Your goal: Update the rows below by changing every "tyre" to "tire" while keeping all other text the same. Leave the pictures out of your answer.

A block of data
<<<<

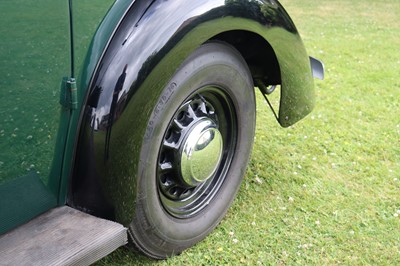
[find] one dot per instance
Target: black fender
(151, 42)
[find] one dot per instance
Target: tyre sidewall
(213, 64)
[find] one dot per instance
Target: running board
(61, 236)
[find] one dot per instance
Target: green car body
(46, 43)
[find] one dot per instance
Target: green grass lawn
(327, 190)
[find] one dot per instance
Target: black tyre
(195, 152)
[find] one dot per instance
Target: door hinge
(69, 94)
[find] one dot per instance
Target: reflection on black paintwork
(167, 34)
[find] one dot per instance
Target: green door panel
(94, 23)
(34, 56)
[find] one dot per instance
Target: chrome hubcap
(196, 152)
(202, 153)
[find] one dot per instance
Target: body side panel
(34, 57)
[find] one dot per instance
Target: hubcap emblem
(202, 153)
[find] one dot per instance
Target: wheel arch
(141, 56)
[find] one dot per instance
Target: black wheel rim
(210, 106)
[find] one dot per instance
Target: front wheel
(195, 152)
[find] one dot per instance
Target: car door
(34, 57)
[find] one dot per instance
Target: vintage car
(150, 132)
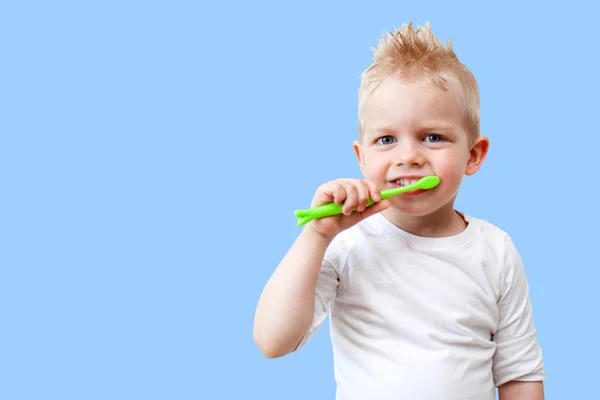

>>>>

Answer to this task:
[find] one dot per instance
Target: black fender
(151, 42)
[find] one dot per instance
Target: tire sidewall
(213, 64)
[find] one dot per instance
Target: running board
(61, 236)
[find] one dot per instance
Target: green car body
(46, 43)
[find] one dot per instance
Target: green grass lawn
(327, 190)
[find] one dot per instance
Target: black tire
(195, 152)
[find] one dot per instance
Target: door hinge
(69, 94)
[find] one dot per instance
Target: reflection on black paintwork
(167, 34)
[find] one dot per instance
Target: green door panel
(94, 23)
(34, 56)
[find] one dot per instance
Target: chrome hubcap
(196, 152)
(202, 153)
[find] one dot per instance
Target: body side panel
(34, 57)
[find] one dot per instance
Target: hubcap emblem
(202, 153)
[find] one dot per instance
Target: wheel arch
(141, 56)
[find] one dot per instance
Target: black wheel rim
(210, 106)
[find] one dot per instance
Target: front wheel
(195, 152)
[find] one dot per instance
Target: car door
(34, 57)
[find] one dot per instance
Target: vintage car
(150, 132)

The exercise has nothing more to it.